TÂCHES À RÉALISER |
1: Pouvez-vous recopier à l'identique le passage de l'extrait sur le climat et les réservistes qui va de "M. Christophe Blanchet (Dem). Mon" jusqu'à "des réservistes fantômes ?" inclus ?
2: Pouvez-vous rédiger la suite de l'extrait sur le climat et les réservistes à partir de l'endroit où il s'arrête ?

Comment contribuer nous-mêmes à la sobriété énergétique et à l’adaptation à l’évolution du climat ? Comme tout opérateur de l’État, pour la vie quotidienne de nos garnisons et de notre bâti, nous avons l’impérieuse obligation de sobriété. S’agissant de notre emploi opérationnel, le Commandement du Combat Futur est impliqué dans l’adaptation de nos moyens. Nous travaillons par exemple sur les plages de température d’utilisation des équipements. Classiquement, un poste radio doit pouvoir fonctionner entre +50 et – 30 degrés, mais dans les véhicules blindés exposés au soleil, au Sahel notamment, cette température est dépassée. Comment adapter nos équipements à l’évolution du climat ? Les progrès réalisés en matière de propulsion électrique peuvent apporter une solution pour la mobilité terrestre. Les industriels réalisent des études en ce sens, afin d’améliorer la mobilité par la répartition indépendamment sur chacune des roues.

M. Christophe Blanchet (Dem). Mon général, il faudra fidéliser les 7 000 réservistes que vous voulez recruter, tout comme celles et ceux qui le sont aujourd’hui. Il est impératif qu’ils soient reconnus au sein de leur entreprise. Quel protocole prévoyez-vous pour qu’ils puissent se déclarer dans leur entreprise et ne soient pas des réservistes fantômes ?

DONNÉES RECUEILLIES |
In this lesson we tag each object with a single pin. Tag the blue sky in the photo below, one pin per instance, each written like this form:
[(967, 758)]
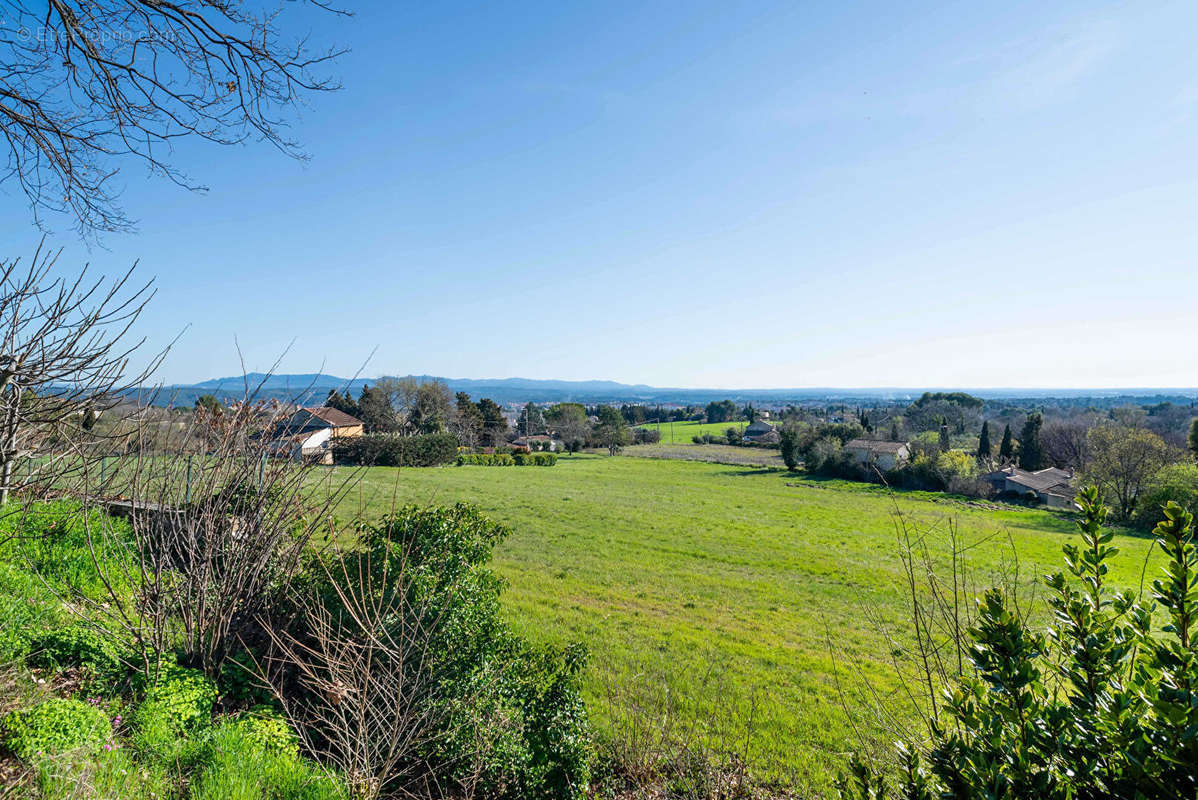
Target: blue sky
[(701, 194)]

RÉPONSES PAR TÂCHE |
1:
M. Christophe Blanchet (Dem). Mon général, il faudra fidéliser les 7 000 réservistes que vous voulez recruter, tout comme celles et ceux qui le sont aujourd’hui. Il est impératif qu’ils soient reconnus au sein de leur entreprise. Quel protocole prévoyez-vous pour qu’ils puissent se déclarer dans leur entreprise et ne soient pas des réservistes fantômes ?

2:
Dans mon rapport d’information fait en 2021 avec Jean-François Parigi, il était question de reconnaître et de mobiliser les réservistes de niveau RO2 qui se sentaient démobilisés et peu concernés par leur appartenance à la réserve, parce qu’ils n’étaient pas appelés ou parce qu’on ne savait pas où ils étaient.

Ma deuxième question relative à la fidélisation concerne la mixité. L’instruction ministérielle du 28 juin 2024 sur la mise en œuvre d’un programme de lutte contre les violences sexuelles et sexistes au sein du ministère des armées invite à : « Généraliser le recours au cahier de rapport hiérarchique dès les premiers signes de comportement inadaptés ». Le cahier d’incidents fait partie des éléments d’attractivité et de fidélisation des femmes. Comment entendez-vous le mettre en place ?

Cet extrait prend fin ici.